## [Written problem]
Reproduce the data below line for line, with no changes.
>>
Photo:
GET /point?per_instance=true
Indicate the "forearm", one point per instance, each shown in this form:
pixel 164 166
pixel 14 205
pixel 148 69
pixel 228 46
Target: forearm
<<
## [Full response]
Photo:
GET /point?per_instance=true
Indicate the "forearm", one point per instance, each shown in this form:
pixel 164 166
pixel 14 205
pixel 148 69
pixel 228 46
Target: forearm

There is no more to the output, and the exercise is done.